Work to complete » Reproduce the rows below word for word, from the first line through the line that contains "<point>58,515</point>", with that line included.

Stored data entries
********

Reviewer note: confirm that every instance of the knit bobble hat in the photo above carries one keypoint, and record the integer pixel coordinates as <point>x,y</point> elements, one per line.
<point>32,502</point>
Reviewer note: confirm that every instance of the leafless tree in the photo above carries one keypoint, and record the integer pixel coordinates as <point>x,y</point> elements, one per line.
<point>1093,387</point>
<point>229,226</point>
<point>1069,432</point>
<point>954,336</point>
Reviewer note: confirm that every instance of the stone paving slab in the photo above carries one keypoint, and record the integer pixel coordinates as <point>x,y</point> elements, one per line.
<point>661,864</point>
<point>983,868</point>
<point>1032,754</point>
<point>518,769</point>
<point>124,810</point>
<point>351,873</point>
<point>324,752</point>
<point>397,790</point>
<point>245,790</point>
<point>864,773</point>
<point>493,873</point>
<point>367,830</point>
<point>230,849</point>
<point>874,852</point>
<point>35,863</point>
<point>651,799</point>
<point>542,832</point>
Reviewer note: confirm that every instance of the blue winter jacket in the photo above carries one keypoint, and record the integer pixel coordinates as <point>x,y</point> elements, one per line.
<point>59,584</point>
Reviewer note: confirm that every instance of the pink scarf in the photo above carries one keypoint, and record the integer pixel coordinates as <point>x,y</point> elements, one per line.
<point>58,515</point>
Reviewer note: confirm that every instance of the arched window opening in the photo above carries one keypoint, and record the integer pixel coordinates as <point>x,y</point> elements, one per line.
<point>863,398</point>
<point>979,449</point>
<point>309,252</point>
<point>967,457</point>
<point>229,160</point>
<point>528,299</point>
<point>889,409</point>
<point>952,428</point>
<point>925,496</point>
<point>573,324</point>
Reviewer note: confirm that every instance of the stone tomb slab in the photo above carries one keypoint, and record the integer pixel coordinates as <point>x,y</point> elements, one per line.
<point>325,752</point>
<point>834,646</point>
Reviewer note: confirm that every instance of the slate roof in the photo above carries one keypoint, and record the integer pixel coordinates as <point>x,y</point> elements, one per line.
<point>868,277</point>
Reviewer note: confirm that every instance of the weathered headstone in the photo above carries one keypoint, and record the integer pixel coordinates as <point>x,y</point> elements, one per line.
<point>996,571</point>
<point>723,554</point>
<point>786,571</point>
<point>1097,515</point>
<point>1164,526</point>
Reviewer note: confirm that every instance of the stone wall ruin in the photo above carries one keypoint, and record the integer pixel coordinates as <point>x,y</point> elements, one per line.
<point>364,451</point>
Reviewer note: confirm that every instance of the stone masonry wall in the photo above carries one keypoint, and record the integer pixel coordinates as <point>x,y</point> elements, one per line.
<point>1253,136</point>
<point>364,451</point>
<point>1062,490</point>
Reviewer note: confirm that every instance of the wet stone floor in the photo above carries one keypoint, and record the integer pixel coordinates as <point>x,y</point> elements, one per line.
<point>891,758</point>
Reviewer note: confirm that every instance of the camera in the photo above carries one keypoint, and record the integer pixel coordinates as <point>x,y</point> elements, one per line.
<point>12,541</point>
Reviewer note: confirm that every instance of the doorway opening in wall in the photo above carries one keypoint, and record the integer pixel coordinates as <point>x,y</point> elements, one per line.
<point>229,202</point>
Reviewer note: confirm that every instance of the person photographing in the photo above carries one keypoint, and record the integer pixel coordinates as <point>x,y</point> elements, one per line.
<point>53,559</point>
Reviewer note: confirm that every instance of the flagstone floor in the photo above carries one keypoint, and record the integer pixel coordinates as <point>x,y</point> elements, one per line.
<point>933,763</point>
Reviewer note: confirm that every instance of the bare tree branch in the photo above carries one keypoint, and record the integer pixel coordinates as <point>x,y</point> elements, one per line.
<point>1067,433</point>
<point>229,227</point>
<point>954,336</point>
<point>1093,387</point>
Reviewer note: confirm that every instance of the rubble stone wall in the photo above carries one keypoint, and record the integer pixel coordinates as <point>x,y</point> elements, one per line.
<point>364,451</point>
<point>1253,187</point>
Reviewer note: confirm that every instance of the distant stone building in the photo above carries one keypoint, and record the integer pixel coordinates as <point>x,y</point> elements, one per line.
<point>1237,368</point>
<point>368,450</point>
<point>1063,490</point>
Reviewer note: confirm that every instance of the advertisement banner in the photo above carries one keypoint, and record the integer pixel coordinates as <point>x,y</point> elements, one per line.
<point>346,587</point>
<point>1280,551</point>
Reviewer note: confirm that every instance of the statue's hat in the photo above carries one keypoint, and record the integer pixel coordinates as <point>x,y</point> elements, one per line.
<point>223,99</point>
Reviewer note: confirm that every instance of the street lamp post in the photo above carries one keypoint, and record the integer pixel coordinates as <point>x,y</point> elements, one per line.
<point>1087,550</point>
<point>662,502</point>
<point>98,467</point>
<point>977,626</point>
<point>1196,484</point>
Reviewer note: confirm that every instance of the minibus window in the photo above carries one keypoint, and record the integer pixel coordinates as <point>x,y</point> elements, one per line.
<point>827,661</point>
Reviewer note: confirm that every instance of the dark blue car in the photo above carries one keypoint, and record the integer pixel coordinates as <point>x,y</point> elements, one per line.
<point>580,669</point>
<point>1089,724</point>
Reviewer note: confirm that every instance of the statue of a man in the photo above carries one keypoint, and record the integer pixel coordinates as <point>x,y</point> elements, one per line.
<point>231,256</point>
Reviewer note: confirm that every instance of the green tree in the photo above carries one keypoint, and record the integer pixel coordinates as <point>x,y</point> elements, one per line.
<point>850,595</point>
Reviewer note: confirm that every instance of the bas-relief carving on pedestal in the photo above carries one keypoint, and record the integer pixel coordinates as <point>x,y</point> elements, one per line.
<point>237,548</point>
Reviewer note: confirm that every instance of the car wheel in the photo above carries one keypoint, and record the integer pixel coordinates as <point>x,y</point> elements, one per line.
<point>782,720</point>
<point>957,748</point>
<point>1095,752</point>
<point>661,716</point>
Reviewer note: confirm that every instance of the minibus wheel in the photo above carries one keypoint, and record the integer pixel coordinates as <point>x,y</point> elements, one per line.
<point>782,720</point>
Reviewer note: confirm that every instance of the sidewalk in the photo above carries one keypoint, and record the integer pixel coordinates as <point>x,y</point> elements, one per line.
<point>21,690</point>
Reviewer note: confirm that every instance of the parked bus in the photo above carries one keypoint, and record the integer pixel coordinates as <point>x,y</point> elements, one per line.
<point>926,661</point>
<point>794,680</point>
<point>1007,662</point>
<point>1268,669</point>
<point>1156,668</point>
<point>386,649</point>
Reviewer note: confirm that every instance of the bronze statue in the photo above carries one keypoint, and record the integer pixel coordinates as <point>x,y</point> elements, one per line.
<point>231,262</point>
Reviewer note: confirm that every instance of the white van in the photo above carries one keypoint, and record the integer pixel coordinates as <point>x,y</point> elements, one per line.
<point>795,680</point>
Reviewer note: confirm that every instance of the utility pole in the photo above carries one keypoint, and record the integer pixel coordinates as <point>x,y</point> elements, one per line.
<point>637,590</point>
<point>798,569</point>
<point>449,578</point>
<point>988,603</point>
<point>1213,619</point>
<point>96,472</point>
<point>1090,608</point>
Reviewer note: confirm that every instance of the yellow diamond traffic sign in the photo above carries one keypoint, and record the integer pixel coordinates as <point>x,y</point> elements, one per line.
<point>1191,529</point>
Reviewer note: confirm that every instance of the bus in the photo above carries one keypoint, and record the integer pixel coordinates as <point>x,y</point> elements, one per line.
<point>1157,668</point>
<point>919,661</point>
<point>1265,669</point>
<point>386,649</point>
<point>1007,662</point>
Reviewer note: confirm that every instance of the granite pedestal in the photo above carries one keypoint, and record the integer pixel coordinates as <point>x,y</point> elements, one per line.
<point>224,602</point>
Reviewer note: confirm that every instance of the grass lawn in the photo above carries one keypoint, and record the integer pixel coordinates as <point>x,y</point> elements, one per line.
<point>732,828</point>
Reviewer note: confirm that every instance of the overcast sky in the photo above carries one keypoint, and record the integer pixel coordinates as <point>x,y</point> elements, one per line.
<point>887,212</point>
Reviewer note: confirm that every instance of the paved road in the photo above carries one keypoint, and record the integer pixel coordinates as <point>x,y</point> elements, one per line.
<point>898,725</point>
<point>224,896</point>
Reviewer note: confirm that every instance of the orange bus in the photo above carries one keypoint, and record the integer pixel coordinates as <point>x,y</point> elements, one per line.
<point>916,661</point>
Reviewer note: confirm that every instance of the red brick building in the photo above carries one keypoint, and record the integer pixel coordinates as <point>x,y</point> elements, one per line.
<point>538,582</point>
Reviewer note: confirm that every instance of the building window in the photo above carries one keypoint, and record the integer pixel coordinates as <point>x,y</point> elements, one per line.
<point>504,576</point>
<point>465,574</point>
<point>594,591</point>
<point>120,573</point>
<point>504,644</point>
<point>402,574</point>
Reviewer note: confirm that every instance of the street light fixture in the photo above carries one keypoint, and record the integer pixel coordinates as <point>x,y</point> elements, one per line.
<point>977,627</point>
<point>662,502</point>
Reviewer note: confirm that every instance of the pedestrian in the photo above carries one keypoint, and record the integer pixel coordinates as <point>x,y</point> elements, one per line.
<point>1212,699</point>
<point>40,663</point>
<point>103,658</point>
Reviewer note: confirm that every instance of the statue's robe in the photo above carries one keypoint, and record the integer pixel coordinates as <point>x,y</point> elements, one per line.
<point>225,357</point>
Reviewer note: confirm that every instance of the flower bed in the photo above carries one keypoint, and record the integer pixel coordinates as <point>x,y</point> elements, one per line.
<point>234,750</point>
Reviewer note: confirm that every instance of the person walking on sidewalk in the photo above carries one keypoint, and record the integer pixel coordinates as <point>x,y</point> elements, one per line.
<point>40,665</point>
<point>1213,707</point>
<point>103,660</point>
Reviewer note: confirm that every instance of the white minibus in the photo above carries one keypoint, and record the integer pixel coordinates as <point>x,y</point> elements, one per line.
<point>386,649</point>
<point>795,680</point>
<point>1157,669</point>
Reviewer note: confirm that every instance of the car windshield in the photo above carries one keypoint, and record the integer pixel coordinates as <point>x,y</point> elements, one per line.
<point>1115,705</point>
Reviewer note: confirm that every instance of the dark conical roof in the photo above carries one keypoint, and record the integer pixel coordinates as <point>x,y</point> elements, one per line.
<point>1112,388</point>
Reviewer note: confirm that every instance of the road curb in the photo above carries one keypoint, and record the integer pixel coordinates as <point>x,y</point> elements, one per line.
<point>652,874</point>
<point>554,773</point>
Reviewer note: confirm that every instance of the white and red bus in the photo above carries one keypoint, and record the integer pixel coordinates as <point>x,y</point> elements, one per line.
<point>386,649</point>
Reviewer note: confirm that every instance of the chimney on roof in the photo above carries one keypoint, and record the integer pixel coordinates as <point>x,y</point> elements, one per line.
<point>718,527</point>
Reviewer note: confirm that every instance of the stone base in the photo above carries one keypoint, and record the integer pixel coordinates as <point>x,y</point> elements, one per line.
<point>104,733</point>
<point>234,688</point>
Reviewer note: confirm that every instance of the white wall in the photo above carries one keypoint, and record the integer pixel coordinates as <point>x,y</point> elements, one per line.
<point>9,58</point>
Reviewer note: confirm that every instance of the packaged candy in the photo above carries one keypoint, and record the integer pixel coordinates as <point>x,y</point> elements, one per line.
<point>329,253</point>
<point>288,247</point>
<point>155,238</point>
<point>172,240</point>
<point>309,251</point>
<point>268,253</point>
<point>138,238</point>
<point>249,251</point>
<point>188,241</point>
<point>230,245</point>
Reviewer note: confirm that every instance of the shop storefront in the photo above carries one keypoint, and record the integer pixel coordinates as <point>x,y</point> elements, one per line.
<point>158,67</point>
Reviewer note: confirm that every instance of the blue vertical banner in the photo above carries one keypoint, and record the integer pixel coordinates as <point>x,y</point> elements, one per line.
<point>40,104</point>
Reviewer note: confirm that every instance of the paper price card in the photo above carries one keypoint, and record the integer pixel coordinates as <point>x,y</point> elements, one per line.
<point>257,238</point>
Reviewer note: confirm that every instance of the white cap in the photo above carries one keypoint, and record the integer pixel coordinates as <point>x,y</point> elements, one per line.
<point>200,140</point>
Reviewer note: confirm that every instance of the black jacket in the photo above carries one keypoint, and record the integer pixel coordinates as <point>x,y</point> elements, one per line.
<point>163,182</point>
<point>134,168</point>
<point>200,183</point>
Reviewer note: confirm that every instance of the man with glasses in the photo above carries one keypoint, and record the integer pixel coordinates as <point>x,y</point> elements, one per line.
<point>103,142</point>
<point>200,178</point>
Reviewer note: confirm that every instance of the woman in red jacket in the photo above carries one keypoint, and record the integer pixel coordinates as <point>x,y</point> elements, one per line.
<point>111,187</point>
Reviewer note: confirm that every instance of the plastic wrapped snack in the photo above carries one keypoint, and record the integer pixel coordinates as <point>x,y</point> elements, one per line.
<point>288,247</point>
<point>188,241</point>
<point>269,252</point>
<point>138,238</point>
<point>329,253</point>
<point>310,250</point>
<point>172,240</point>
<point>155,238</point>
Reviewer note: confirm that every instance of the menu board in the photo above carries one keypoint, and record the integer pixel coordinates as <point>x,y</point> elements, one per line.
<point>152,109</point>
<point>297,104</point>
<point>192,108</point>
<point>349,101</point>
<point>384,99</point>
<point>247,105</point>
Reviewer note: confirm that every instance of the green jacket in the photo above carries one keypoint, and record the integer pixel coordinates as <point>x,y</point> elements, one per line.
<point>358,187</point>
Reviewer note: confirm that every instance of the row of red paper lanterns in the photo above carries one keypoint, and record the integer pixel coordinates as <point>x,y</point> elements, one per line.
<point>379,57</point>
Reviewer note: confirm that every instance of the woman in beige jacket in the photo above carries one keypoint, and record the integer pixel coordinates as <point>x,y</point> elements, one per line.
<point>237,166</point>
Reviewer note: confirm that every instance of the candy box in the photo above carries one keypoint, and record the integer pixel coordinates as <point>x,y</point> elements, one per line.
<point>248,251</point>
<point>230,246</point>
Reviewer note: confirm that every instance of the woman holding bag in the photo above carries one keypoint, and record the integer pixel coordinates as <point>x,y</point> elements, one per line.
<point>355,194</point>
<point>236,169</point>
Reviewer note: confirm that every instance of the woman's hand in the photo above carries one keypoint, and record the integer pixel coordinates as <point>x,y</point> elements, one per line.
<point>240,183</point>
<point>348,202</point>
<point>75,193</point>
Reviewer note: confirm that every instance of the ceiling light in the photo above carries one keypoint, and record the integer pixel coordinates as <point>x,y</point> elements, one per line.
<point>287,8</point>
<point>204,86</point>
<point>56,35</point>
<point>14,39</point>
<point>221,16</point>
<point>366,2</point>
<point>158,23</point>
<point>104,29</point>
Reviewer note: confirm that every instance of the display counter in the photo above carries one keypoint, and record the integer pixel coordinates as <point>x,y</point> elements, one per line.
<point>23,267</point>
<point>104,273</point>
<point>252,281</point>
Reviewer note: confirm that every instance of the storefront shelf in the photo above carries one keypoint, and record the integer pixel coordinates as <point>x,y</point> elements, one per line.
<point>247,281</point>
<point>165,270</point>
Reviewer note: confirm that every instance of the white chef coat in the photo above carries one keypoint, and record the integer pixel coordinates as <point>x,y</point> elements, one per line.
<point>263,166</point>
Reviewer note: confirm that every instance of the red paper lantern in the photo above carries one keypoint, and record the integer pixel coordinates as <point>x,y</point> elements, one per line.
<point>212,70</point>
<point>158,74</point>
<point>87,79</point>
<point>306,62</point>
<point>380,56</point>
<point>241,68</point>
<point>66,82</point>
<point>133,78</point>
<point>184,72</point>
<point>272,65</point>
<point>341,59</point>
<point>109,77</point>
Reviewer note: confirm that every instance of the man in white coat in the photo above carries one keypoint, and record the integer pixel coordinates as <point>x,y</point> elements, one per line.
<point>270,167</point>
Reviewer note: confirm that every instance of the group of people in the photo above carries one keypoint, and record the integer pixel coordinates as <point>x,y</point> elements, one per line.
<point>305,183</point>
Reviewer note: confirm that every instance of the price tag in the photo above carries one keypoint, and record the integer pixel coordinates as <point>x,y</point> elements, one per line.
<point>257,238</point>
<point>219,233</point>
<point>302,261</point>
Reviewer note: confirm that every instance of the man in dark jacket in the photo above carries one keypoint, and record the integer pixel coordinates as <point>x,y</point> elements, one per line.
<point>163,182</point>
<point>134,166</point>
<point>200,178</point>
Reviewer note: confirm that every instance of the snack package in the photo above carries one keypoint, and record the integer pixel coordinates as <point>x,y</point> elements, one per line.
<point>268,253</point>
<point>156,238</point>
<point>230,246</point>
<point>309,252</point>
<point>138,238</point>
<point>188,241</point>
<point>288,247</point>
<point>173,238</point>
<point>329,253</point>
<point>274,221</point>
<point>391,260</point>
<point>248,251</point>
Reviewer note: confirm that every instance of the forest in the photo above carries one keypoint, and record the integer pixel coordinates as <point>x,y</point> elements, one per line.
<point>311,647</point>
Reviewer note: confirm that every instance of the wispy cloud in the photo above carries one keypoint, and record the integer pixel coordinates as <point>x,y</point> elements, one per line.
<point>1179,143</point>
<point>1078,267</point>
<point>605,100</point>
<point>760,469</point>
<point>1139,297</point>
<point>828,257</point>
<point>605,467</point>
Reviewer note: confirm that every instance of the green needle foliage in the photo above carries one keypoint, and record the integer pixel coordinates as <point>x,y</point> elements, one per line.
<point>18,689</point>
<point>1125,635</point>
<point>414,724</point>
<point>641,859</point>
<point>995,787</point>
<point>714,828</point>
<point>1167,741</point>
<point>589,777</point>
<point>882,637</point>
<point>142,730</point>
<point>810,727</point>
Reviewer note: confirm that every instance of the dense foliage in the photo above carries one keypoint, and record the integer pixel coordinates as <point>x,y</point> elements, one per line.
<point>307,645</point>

********

Exercise output »
Reviewer note: confirm that every instance of the knit bobble hat in the photo above carries one keypoint, and record the integer pixel coordinates as <point>x,y</point> elements, one per line.
<point>32,502</point>
Reviewer note: confirm that every instance of the leafless tree in the photo above carries one keypoint, and record the integer pixel coordinates as <point>x,y</point> elements, one per line.
<point>1093,387</point>
<point>229,226</point>
<point>1069,432</point>
<point>954,336</point>
Reviewer note: confirm that every instance of the stone paving slab in the photo above carries one keypoint, and record the integer pixel coordinates as <point>x,y</point> elements, one per line.
<point>661,864</point>
<point>983,868</point>
<point>1032,754</point>
<point>518,769</point>
<point>124,810</point>
<point>351,873</point>
<point>324,752</point>
<point>397,790</point>
<point>245,790</point>
<point>864,773</point>
<point>493,873</point>
<point>367,830</point>
<point>230,849</point>
<point>874,852</point>
<point>35,863</point>
<point>651,799</point>
<point>542,832</point>
Reviewer note: confirm that every instance of the blue winter jacket in the photo above carries one keypoint, and record the integer pixel coordinates as <point>x,y</point> elements, one per line.
<point>59,584</point>
Reviewer note: confirm that every instance of the pink scarf in the photo above carries one keypoint, and record the integer pixel coordinates as <point>x,y</point> elements, one per line.
<point>58,515</point>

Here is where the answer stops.